───── VORGEGEBENER TEXT ─────
Eine 2018 vorgestellte Analyse kam zu dem Schluss, dass die Nachfrage nach Kobalt für Batterien zweimal so hoch sei, wie die heute bekannten Reserven hergeben. Die Lithiumreserven würden zwar ausreichen, die Förderung müsste demnach jedoch verzehnfacht werden, will man den vorhergesagten Bedarf decken – mit all seinen Umwelt- und sozialen Folgen in den Abbaugebieten.

Eine Studie der Katholischen Universität Löwen untermauert nun diese Szenarien und kommt zu dem Schluss, dass der EU bereits mittelfristig Engpässe bei der Versorgung mit diesen Metallen drohen. "Elektrofahrzeuge, Batterien, Fotovoltaikanlagen, Windräder und Wasserstofftechnologien benötigen alle wesentlich mehr Metalle als ihre herkömmlichen Alternativen", schreiben die Forschenden in dem Bericht, der am Montag in Brüssel vorgestellt wurde.
─────
» **AUFGABE A**: Nenne nur die Anzahl der Zeilen in der Auflistung unten, die die Zeichenfolge „wooden“ enthalten. Groß- und Kleinschreibung ist dabei zu beachten.
───── BEREITGESTELLTES MATERIAL ─────
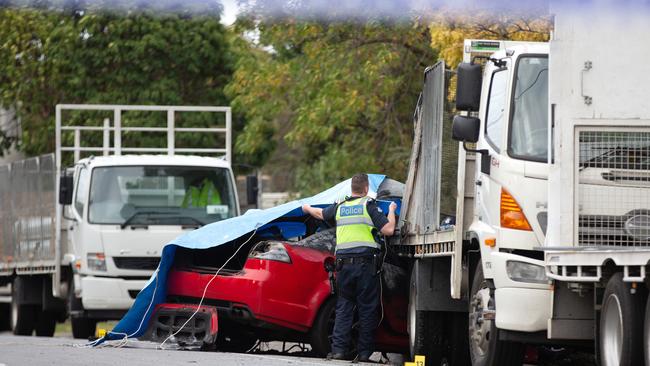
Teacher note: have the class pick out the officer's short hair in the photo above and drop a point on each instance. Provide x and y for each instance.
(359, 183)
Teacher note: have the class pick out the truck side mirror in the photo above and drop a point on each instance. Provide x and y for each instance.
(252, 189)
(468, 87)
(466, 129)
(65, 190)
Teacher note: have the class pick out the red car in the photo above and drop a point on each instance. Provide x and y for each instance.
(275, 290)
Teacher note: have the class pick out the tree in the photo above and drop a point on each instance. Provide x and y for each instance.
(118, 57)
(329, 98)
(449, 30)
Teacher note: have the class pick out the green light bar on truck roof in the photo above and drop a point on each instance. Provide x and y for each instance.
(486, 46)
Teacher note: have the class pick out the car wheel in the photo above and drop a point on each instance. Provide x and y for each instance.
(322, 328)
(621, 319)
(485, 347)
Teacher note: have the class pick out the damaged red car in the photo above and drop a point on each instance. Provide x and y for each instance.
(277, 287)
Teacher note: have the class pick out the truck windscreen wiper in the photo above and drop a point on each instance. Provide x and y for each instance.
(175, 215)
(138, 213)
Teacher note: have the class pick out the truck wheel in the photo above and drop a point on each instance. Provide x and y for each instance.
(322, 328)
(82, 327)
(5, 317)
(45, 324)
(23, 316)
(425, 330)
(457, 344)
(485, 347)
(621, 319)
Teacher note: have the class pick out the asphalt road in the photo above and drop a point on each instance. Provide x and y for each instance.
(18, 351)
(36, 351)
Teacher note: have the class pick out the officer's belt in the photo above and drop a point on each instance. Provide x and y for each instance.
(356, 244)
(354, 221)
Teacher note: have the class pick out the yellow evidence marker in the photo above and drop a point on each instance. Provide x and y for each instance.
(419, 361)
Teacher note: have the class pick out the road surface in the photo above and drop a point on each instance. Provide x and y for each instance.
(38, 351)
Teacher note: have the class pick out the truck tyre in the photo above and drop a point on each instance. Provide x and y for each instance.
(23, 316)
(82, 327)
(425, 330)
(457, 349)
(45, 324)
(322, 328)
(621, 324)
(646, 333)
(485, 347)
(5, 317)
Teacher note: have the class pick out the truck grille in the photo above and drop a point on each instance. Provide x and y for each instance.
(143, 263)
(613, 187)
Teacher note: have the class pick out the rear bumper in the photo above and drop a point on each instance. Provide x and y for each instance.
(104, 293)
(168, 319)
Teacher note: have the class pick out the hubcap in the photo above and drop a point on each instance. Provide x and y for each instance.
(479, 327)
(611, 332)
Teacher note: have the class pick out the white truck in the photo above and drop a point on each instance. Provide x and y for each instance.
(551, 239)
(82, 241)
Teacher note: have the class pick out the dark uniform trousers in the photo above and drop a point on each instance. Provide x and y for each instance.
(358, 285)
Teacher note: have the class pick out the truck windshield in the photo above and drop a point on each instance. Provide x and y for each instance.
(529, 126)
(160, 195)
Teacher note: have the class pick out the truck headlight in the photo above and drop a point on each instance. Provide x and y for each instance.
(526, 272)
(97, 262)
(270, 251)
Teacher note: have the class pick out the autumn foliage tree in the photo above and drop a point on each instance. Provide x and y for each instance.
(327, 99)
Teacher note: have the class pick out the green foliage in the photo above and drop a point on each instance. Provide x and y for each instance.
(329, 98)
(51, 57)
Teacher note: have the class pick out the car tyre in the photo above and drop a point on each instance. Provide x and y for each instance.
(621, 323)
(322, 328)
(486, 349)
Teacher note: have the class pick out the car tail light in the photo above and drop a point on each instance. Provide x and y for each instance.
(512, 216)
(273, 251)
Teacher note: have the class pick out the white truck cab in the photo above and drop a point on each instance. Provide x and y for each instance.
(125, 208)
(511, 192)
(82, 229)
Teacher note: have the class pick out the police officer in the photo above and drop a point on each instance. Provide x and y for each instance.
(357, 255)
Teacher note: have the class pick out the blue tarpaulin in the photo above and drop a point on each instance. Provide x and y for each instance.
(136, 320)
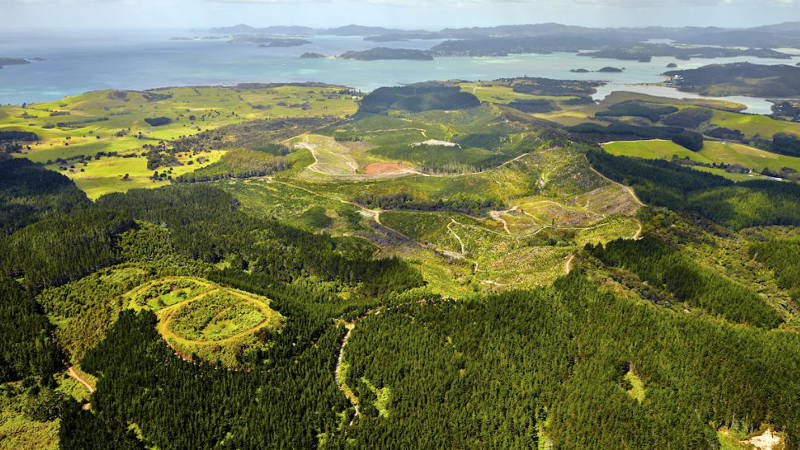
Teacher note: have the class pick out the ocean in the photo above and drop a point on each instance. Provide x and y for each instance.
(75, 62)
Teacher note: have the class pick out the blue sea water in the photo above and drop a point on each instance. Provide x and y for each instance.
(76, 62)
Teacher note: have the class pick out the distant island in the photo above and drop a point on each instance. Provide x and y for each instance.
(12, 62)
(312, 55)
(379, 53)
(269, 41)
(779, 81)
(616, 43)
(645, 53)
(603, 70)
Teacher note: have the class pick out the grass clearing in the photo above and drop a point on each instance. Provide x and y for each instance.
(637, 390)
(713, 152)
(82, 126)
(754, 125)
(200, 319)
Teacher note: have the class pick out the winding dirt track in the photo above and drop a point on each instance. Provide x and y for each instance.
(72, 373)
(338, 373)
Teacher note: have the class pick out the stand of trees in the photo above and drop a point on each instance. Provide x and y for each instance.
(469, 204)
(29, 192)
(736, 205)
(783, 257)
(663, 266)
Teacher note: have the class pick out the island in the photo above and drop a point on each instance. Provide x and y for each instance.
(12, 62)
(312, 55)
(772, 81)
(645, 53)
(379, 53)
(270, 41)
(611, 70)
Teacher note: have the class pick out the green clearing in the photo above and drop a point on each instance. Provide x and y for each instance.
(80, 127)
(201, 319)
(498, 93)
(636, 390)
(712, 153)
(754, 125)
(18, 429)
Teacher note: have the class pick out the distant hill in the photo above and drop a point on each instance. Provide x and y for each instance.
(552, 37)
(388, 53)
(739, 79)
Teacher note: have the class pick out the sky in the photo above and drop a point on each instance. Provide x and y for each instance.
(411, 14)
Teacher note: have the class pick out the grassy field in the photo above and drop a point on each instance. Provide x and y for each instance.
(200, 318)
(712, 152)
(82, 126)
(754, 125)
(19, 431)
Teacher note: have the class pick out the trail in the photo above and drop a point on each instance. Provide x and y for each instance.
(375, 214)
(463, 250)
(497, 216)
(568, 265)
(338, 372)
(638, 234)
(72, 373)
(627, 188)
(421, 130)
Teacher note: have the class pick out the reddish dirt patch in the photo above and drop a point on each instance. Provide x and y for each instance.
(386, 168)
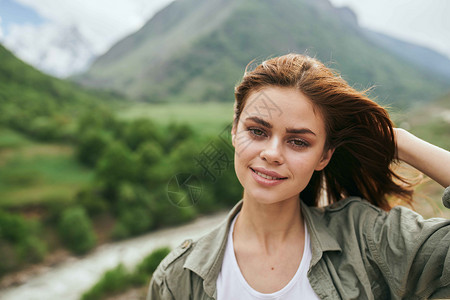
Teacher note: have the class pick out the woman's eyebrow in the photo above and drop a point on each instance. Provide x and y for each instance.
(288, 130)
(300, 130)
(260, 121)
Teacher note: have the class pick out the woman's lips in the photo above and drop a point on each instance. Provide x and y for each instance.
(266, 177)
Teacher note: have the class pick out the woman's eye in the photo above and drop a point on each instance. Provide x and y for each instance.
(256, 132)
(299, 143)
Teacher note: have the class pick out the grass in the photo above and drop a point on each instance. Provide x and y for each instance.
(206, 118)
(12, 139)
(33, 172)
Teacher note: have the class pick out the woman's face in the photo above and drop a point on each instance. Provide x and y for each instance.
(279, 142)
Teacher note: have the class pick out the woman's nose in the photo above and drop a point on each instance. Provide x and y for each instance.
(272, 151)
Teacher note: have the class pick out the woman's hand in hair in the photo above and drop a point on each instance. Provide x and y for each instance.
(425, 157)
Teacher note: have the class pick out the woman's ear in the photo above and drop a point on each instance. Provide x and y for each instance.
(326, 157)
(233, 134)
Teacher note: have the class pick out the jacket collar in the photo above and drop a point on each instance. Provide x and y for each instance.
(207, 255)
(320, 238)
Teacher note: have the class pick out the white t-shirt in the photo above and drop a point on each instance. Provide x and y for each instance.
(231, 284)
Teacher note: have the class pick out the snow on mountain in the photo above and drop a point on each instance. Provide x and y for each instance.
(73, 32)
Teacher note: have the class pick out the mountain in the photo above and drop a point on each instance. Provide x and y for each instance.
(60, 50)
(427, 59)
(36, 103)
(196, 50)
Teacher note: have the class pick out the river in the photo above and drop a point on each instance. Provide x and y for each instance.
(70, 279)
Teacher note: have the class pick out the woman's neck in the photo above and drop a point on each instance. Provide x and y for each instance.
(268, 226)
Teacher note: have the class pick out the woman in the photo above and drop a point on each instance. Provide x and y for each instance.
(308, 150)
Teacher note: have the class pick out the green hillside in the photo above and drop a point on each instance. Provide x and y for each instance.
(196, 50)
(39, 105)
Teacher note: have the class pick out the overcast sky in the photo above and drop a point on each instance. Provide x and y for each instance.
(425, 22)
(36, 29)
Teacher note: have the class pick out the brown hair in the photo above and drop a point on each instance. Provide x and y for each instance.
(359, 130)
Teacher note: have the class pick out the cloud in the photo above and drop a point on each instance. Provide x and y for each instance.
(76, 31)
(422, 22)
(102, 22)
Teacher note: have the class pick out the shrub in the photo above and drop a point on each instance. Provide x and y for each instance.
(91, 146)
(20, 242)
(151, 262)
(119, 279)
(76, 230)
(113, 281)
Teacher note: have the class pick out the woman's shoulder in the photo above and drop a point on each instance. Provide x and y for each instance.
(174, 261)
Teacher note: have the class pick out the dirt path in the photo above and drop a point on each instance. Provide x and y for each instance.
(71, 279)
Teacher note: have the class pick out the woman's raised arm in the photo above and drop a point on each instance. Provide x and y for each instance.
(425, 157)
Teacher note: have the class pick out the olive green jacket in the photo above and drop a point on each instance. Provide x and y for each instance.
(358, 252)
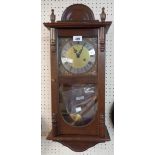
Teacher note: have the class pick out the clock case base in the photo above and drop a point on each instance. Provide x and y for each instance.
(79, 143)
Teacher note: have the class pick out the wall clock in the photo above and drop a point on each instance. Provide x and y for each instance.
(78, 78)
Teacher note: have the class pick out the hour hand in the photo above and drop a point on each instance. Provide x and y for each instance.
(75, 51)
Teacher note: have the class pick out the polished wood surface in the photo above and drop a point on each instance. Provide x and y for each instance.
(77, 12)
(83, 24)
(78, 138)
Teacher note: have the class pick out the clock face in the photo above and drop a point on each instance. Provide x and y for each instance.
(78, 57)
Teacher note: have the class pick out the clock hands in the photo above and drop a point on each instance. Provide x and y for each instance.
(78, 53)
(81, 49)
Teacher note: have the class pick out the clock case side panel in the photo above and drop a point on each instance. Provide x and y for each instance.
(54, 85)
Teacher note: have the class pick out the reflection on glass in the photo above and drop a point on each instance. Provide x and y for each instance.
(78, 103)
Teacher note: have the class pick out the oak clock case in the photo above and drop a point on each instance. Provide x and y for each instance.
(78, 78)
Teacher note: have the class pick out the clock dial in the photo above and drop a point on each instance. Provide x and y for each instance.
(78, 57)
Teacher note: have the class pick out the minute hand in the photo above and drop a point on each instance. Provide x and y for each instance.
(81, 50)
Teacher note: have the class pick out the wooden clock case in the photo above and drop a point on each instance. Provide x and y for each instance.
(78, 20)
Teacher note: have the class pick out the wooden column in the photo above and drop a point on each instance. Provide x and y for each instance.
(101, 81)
─────
───── BEREITGESTELLTES MATERIAL ─────
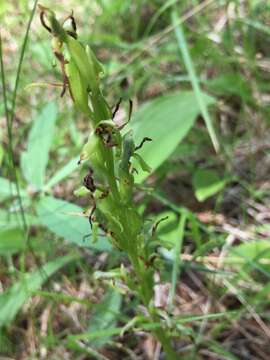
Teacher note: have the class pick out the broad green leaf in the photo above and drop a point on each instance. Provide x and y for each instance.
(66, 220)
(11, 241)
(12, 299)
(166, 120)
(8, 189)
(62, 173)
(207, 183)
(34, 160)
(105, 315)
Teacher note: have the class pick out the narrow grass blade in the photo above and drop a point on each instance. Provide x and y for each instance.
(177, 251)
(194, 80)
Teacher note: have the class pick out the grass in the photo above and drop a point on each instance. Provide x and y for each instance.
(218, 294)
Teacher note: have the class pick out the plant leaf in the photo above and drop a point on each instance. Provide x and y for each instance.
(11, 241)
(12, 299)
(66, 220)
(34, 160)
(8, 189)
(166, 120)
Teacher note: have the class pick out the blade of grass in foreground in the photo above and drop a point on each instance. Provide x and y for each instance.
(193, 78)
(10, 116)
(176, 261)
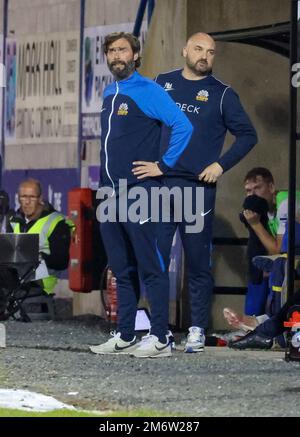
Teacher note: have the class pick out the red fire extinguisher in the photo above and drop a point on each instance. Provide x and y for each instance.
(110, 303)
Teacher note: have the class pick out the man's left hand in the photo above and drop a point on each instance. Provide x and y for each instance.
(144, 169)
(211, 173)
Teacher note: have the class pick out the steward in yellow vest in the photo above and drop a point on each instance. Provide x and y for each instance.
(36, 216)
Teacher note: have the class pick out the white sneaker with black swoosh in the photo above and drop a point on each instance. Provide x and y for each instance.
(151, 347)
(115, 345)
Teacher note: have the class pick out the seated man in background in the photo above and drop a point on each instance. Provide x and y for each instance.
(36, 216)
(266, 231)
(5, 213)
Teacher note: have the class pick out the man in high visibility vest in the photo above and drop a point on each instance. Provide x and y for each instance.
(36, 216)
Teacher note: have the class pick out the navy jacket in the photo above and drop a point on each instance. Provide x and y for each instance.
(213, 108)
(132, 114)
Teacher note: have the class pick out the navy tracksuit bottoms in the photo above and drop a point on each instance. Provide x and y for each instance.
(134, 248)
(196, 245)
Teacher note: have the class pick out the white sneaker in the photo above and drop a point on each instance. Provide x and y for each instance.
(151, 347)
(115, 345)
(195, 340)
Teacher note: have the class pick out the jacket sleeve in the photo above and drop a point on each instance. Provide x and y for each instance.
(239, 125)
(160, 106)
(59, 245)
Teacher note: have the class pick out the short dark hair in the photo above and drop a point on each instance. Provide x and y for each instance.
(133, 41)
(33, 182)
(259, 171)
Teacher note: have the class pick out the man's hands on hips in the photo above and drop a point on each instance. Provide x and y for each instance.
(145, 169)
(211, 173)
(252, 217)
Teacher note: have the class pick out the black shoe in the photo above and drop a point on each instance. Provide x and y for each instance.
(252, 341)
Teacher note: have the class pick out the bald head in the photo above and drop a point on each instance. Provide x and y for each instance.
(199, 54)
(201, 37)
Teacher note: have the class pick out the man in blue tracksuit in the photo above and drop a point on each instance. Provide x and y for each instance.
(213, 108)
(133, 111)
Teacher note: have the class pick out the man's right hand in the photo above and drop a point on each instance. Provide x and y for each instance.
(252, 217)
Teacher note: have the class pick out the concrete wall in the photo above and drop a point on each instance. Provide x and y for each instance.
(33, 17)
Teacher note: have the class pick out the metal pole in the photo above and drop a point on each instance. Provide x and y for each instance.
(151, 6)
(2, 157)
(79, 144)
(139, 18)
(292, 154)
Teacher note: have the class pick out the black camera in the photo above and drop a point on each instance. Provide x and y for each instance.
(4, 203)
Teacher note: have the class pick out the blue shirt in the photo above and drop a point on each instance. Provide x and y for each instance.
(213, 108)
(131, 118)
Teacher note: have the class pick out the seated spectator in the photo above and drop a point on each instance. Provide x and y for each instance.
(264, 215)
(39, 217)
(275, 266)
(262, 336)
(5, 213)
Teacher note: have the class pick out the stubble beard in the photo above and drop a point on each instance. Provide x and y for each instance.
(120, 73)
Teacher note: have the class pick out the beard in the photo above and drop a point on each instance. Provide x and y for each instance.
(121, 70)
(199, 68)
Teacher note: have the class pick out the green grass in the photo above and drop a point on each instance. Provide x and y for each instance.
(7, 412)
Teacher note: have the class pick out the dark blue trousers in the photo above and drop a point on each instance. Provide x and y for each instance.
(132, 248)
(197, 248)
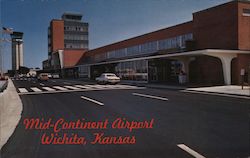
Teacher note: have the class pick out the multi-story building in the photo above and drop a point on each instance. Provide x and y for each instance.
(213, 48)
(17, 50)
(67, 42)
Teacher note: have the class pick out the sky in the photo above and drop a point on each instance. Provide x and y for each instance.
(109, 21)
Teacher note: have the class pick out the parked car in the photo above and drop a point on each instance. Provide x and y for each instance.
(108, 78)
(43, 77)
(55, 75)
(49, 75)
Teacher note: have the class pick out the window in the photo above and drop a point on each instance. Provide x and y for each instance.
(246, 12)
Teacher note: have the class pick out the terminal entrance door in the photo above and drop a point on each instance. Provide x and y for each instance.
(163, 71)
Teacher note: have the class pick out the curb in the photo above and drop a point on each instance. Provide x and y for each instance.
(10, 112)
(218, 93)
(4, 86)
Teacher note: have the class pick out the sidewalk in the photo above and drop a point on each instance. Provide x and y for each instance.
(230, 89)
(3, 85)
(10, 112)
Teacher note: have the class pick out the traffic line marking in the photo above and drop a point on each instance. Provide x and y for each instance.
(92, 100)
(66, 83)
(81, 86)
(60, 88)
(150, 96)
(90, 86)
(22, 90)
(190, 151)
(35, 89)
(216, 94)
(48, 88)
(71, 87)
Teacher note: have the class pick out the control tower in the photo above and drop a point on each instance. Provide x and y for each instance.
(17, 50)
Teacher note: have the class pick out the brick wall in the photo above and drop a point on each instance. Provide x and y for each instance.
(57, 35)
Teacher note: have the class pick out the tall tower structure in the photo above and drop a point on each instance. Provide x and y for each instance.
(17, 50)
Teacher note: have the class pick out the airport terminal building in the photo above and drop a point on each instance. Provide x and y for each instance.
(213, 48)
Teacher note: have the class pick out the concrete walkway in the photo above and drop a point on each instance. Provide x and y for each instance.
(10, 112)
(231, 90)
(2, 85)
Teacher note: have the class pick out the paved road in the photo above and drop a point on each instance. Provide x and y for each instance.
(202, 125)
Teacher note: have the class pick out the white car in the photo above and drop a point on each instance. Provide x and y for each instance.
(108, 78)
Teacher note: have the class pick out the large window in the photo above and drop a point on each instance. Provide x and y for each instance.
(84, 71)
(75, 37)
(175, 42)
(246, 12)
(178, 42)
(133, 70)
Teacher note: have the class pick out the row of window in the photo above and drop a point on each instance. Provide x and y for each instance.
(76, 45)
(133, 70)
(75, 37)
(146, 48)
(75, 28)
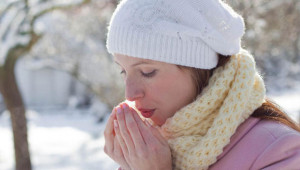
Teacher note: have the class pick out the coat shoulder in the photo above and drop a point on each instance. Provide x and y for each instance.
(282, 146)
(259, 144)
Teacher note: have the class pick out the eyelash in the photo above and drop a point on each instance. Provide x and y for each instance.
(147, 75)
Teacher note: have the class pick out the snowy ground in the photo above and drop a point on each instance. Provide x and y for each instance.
─────
» **AUFGABE B**: Gib den Text zum Metallbedarf oben vollständig und ohne jede Änderung wieder.

» **VOLLSTÄNDIGE AUSGABE A**: 2

» **VOLLSTÄNDIGE AUSGABE B**:
Eine 2018 vorgestellte Analyse kam zu dem Schluss, dass die Nachfrage nach Kobalt für Batterien zweimal so hoch sei, wie die heute bekannten Reserven hergeben. Die Lithiumreserven würden zwar ausreichen, die Förderung müsste demnach jedoch verzehnfacht werden, will man den vorhergesagten Bedarf decken – mit all seinen Umwelt- und sozialen Folgen in den Abbaugebieten.

Eine Studie der Katholischen Universität Löwen untermauert nun diese Szenarien und kommt zu dem Schluss, dass der EU bereits mittelfristig Engpässe bei der Versorgung mit diesen Metallen drohen. "Elektrofahrzeuge, Batterien, Fotovoltaikanlagen, Windräder und Wasserstofftechnologien benötigen alle wesentlich mehr Metalle als ihre herkömmlichen Alternativen", schreiben die Forschenden in dem Bericht, der am Montag in Brüssel vorgestellt wurde.